Which lines below contain the word "river"? Copy out every one of them. Case counts.

-- start SOURCE RECORDS --

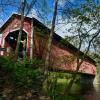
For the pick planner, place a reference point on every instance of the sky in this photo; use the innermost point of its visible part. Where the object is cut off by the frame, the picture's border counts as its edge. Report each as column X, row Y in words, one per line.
column 46, row 18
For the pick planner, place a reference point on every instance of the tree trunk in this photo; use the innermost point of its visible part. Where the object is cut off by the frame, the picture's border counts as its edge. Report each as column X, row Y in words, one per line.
column 21, row 29
column 50, row 40
column 32, row 32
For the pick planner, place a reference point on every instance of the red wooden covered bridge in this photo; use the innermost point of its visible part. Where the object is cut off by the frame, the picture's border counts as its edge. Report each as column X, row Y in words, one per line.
column 59, row 52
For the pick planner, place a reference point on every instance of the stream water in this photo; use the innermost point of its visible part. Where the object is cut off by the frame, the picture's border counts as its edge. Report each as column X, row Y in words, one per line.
column 92, row 92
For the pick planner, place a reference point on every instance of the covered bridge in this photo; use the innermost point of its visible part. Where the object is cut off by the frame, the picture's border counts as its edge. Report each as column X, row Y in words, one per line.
column 60, row 53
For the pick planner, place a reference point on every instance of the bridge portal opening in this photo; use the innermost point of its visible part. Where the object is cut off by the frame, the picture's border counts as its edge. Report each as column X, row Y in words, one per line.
column 11, row 42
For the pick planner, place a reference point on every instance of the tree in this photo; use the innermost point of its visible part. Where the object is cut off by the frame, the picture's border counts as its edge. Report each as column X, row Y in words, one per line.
column 50, row 40
column 85, row 22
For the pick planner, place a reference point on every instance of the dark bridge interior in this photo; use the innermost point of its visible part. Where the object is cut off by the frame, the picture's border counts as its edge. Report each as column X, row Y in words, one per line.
column 12, row 37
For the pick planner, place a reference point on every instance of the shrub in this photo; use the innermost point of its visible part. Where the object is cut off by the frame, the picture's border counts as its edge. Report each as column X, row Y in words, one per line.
column 21, row 73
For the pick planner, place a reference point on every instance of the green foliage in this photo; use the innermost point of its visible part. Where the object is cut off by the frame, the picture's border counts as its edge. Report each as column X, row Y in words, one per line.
column 21, row 73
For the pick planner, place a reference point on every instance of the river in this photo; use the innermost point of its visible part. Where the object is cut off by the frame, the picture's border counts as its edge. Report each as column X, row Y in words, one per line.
column 92, row 92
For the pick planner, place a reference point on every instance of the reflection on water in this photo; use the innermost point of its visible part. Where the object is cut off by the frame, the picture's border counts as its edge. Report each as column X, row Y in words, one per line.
column 90, row 91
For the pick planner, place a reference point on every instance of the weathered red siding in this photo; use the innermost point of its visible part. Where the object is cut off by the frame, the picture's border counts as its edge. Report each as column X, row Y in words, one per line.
column 57, row 52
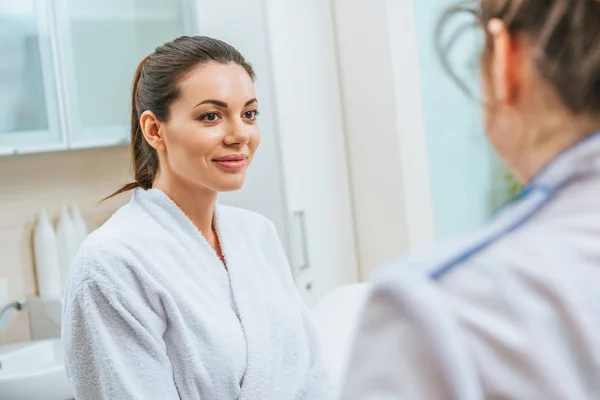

-- end SOURCE RECORDS --

● FULL SOLUTION:
For the pick planner, place a reference point on every instance of the river in this photo; use the innermost point of its visible part. Where the object is cut off by the frame, the picture's border counts as its edge. Report each as column X, row Y in words, one per line.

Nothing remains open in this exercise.